▸ WRITTEN REQUEST: Counting case-sensitively, how many lines in the rows below contain the string "wall"? Give only the number.
==========
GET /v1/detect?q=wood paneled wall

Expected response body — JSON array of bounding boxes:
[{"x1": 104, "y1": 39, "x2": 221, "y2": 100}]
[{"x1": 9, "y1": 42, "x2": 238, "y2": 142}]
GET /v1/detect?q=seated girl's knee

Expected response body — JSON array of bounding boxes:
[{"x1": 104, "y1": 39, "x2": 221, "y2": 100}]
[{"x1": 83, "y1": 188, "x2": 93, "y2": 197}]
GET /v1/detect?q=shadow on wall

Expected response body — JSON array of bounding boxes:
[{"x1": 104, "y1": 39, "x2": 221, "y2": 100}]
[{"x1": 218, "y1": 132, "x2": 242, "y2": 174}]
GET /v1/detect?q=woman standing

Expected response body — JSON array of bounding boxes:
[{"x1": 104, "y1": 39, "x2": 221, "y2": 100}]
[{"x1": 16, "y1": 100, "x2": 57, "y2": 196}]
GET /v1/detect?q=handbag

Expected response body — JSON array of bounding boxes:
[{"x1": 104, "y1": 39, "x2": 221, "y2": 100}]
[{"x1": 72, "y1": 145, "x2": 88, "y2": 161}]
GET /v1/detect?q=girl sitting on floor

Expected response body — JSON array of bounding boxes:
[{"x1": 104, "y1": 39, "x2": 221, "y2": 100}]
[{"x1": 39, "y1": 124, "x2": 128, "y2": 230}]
==========
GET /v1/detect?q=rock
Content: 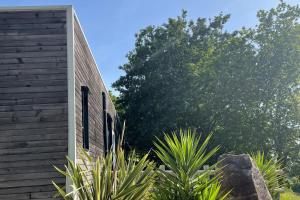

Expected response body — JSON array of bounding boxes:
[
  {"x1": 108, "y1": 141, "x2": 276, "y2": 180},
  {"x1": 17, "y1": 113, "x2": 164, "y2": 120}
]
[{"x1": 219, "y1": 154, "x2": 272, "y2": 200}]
==========
▸ SOLUTION TO THIS PROBLEM: 2